── Exercise data ──

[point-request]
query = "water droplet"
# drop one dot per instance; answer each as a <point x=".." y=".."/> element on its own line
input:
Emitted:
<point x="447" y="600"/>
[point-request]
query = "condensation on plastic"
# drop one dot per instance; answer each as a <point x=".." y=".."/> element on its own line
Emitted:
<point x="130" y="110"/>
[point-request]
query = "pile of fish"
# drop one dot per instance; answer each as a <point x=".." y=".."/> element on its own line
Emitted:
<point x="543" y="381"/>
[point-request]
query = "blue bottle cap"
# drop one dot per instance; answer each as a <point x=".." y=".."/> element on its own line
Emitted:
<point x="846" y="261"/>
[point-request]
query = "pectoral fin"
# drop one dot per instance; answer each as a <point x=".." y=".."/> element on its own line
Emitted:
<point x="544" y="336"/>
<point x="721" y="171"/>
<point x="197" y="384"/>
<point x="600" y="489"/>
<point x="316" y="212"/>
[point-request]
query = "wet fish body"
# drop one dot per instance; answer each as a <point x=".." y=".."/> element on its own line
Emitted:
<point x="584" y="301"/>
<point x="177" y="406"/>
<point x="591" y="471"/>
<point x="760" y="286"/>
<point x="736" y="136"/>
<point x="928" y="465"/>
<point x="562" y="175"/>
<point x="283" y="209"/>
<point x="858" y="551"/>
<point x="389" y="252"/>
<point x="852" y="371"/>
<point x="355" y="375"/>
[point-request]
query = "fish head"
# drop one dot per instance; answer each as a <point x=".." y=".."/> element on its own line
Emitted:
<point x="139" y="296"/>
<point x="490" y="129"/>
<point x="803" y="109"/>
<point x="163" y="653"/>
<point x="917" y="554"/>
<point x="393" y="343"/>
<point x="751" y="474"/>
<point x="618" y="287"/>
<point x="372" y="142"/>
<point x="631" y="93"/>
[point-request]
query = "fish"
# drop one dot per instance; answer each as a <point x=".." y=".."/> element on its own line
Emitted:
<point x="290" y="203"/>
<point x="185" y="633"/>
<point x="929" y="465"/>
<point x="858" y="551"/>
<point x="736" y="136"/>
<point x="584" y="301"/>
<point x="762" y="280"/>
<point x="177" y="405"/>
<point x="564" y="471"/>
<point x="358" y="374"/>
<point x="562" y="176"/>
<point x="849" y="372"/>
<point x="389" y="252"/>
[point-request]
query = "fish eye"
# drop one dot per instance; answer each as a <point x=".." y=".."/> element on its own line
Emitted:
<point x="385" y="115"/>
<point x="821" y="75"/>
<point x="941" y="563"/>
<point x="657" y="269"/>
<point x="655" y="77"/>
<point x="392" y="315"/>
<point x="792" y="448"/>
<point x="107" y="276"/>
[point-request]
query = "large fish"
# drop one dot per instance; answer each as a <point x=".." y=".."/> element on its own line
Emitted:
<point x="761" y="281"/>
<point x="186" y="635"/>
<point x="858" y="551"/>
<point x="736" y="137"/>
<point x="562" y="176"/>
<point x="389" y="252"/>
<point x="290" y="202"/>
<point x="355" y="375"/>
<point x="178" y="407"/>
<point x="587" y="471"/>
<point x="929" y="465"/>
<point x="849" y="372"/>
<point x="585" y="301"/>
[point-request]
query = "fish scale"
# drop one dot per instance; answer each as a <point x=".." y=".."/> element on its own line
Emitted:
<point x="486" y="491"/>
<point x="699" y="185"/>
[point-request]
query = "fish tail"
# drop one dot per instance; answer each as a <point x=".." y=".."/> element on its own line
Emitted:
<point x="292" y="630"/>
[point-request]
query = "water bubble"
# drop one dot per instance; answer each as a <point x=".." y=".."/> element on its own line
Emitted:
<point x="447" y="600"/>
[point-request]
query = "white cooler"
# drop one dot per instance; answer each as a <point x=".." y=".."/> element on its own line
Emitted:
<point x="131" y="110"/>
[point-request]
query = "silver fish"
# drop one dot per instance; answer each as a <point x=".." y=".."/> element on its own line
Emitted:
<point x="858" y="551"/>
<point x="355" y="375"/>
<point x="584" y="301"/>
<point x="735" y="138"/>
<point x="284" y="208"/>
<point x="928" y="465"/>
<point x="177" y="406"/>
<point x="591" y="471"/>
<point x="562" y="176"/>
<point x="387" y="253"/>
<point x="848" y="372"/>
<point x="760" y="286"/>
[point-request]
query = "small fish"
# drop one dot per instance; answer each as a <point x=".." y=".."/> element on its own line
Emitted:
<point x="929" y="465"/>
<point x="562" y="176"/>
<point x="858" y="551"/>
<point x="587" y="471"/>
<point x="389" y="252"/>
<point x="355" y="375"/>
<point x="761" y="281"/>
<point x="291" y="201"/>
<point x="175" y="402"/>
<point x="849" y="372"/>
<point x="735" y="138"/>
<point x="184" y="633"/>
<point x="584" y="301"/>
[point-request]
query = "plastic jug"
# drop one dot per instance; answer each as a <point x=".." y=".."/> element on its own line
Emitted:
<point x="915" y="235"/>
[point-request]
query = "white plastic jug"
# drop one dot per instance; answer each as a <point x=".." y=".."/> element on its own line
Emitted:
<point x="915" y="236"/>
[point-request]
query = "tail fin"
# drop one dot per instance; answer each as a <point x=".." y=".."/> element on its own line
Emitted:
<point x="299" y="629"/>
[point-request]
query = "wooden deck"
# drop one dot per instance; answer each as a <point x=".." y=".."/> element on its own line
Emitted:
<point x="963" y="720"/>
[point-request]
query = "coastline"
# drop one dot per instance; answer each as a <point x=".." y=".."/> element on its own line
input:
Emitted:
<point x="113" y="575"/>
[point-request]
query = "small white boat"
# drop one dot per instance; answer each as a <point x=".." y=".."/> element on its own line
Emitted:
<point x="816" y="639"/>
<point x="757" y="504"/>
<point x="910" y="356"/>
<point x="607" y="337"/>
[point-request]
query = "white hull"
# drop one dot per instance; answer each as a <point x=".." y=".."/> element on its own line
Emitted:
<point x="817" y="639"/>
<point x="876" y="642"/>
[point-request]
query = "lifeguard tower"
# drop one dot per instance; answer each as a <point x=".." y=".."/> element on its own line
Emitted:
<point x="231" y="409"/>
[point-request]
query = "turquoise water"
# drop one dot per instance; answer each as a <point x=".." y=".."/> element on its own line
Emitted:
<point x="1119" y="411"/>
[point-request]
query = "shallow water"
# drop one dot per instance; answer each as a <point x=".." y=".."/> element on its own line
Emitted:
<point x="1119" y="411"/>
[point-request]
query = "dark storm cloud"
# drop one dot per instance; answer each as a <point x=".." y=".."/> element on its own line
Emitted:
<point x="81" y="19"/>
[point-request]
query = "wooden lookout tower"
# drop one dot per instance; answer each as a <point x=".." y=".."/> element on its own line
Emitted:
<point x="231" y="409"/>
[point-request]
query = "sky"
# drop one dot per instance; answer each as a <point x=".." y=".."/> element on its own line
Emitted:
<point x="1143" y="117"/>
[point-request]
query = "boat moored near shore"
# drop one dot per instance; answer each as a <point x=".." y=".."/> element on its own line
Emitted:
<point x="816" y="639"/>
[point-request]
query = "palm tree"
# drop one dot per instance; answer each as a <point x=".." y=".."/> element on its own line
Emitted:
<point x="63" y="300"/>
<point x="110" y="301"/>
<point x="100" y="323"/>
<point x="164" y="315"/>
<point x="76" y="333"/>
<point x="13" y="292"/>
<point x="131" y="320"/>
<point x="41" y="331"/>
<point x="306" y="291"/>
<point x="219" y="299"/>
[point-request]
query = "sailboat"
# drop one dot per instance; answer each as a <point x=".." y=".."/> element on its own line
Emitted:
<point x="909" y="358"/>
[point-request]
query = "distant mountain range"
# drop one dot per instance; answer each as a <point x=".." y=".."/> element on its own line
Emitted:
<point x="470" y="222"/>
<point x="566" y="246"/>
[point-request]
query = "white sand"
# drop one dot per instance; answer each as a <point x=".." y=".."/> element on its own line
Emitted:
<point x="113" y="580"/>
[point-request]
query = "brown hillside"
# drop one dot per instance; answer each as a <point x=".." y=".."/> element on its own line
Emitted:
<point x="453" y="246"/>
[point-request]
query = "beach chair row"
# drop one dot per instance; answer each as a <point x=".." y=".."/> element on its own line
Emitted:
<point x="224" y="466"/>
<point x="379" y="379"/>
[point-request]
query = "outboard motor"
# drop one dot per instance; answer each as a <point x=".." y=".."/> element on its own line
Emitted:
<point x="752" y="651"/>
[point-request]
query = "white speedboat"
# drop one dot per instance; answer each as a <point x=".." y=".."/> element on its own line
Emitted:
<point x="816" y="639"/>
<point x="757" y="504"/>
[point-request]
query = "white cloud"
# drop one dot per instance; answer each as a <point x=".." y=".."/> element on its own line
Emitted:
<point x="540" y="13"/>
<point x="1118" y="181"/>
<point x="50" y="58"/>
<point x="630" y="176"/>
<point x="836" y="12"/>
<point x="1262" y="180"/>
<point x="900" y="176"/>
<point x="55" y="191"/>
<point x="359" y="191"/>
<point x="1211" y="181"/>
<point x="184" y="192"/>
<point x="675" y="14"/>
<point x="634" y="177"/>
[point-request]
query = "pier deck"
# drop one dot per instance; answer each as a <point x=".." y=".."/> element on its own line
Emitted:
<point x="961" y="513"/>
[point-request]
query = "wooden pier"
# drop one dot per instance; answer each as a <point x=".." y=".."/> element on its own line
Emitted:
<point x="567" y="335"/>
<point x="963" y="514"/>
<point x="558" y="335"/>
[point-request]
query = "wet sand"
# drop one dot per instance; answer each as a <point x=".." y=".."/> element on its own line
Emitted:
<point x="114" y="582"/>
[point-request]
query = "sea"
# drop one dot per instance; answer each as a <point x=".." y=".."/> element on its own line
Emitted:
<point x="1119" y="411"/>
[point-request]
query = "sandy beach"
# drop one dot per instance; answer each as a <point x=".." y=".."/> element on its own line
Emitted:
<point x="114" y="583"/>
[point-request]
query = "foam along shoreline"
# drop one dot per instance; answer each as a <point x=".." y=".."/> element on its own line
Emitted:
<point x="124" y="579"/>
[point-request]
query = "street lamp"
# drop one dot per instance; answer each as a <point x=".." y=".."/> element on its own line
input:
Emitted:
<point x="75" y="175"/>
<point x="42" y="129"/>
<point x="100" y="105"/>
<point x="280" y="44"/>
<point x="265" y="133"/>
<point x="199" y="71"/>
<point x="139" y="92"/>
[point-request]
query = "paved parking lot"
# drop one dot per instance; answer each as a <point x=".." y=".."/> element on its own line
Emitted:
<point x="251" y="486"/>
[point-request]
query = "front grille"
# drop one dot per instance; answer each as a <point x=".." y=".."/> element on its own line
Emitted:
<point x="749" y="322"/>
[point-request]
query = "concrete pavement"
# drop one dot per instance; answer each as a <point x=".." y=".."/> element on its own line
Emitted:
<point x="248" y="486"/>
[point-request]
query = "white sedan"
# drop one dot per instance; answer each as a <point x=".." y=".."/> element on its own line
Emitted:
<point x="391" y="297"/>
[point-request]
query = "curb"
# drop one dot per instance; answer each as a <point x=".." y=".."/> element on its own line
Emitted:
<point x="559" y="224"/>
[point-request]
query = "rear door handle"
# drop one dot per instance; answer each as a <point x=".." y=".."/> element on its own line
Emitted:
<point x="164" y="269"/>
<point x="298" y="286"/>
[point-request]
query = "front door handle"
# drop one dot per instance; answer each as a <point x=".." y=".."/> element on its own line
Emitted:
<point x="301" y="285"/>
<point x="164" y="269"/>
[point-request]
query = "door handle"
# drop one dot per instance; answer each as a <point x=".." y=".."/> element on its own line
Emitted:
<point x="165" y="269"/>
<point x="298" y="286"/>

───

Written problem: List every line in the data above that contains the string "white", copying each line in full. Matching is case-sensitive.

Result for this exercise:
query = "white cooler"
query = "white plastic jug"
query = "small white boat"
query = "white hull"
query = "white sand"
query = "white speedboat"
query = "white cloud"
query = "white sedan"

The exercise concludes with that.